» **Texte du document**:
Le prix minimum garanti sauvera-t-il les paysans !
L’Etat ivoirien a décidé, depuis 2012, de vendre désormais par
anticipation (on dit aussi à terme) sa production cacaoyère comme il le faisait
au temps de la Caistab, de l’indépendance à 1998/1999. Il vient, rapporte-t-on,
de vendre aux enchères plus de 1,1 million de tonnes de fèves de cacao sur le
marché international des matières premières aux chocolatiers et autres
spéculateurs de ce marché! Maintenant, il lui faudra honorer cet engagement
vis-à-vis de ces clients, du marché international de peur de se discréditer. C’est
à ce niveau que se situe l’enjeu de la nouvelle option qui vient mettre fin aux
yoyos de la libéralisation. Non pas que la Côte d’Ivoire ne soit pas capable de
fournir la quantité vendue, avec sa production annuelle qui oscille entre 1,3
et 1,5 million de tonnes selon les saisons ! Mais parce que la Côte d’Ivoire
doit faire face à la fraude qui s’est développée depuis quelques années dans
cette filière. En effet, depuis notamment 2003 à ce jour, d’importantes
quantités de la production cacaoyère ivoirienne sortent frauduleusement du
territoire pour être vendue ou se retrouver au Ghana et au Burkina Faso (devenu
par ce fait, exportateur du cacao). Quel est le volume de fèves de cacao qui
sortent ainsi frauduleusement du pays pour enrichir d’autres nations
ouest-africaines? Bien malin pourrait y répondre ! Tant le contrôle
effectif de l’Etat de Côte d’Ivoire sur les zones productrices de l’Ouest et de
l’Est s’est amenuisé depuis du fait de la crise.

» **Tâche demandée**: D'après le texte sur le cacao ivoirien, entre quelles quantités oscille la production annuelle de la Côte d'Ivoire ?

Lignes de pointage d'objets nommés:
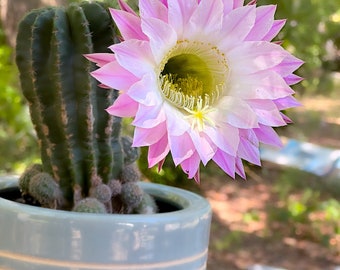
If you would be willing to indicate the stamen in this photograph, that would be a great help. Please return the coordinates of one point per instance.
(192, 76)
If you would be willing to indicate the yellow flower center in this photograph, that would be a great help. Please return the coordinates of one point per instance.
(192, 76)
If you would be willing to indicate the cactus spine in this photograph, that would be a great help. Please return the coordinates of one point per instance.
(80, 143)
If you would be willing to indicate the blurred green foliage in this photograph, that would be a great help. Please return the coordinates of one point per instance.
(17, 140)
(307, 208)
(311, 33)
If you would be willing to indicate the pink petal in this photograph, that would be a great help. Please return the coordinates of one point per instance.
(237, 3)
(179, 14)
(275, 29)
(292, 79)
(226, 162)
(236, 26)
(225, 137)
(161, 35)
(148, 136)
(289, 64)
(153, 9)
(135, 56)
(114, 76)
(206, 19)
(145, 91)
(125, 7)
(251, 57)
(191, 165)
(267, 112)
(239, 168)
(203, 145)
(176, 123)
(263, 23)
(286, 102)
(249, 150)
(158, 151)
(128, 24)
(101, 59)
(181, 147)
(124, 106)
(264, 85)
(149, 116)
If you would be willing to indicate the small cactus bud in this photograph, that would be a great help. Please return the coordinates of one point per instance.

» **Solution proposée**: Elle oscille entre 1,3 et 1,5 million de tonnes selon les saisons.